-- Begin Text extract --

Yesterday I thought that seeing as I'm on EHU, I'll zap something into the batteries, this morning I checked them and both full, so turned fridge to gas, then turned the power switch off which is my habit so less chance of a flat, I just went out to have a look at the burner gubbins, and being safety conscious felt for heat around the burner, hmm, stone cold WTF, Hmm why no clicking from the ignition, went inside to check it was actually still turned to gas, yup, no flashing light, Hmm, try hob, got gas, won't light, Hmm why no clicking again, ah penny drops, YTF turn switch on and we have clicking again so back to square one again fridge re-lit. 


I need a bloody holiday, need a working fridge for that, Liz will not go without one, I'm not fussed, getting fresh food each day is fine with me.

Watch this space>>>>


----------



## Cherekee (May 1, 2005)

If your temp got down to -19 overnight then the refrigeration system is working and the "ammonia" will be doing its thing. It will be as suggested either the burner worn out (which they do) or a restriction of some sort. When the gas jet is operating as it should it will sound like the burners on your hob. Small jet engine and have clear blue ish pointed cone jets. If they are yellowish then faulty flow or jets.

Can be cleaned with nozzle file but if worn too big you will need to replace as best practice to keep the system balanced.

Alan


----------



## Pudsey_Bear (Sep 25, 2008)

Thanks Alan, I did all the maintenance in April this year before going away (fridge has been rubbish since we got this van) I fitted a new jet and did a thorough clean of the system then, I agree regarding the function of the chemicals.

Pic taken 24th April


----------



## Pudsey_Bear (Sep 25, 2008)

Last temp check was 11:38

Just checked at 12:39, and it has gone from -4c to -10, which to me seems very good, bearing in mind there is nothing but a 500ml half full water bottle in the freezer box.

-- End Text extract --
-- Begin Dataset excerpt --

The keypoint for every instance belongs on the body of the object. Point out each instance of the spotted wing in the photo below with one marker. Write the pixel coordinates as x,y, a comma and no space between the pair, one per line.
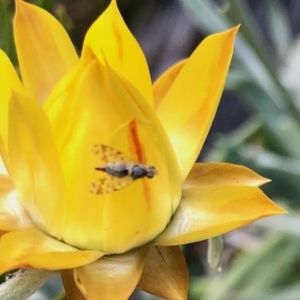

-- End Dataset excerpt --

> **Stated exercise**: From the forum thread about the caravan fridge, extract the stretch from "If your temp" through "flow or jets." without any changes. Rely solely on the text for this work.

> **Exercise answer**:
If your temp got down to -19 overnight then the refrigeration system is working and the "ammonia" will be doing its thing. It will be as suggested either the burner worn out (which they do) or a restriction of some sort. When the gas jet is operating as it should it will sound like the burners on your hob. Small jet engine and have clear blue ish pointed cone jets. If they are yellowish then faulty flow or jets.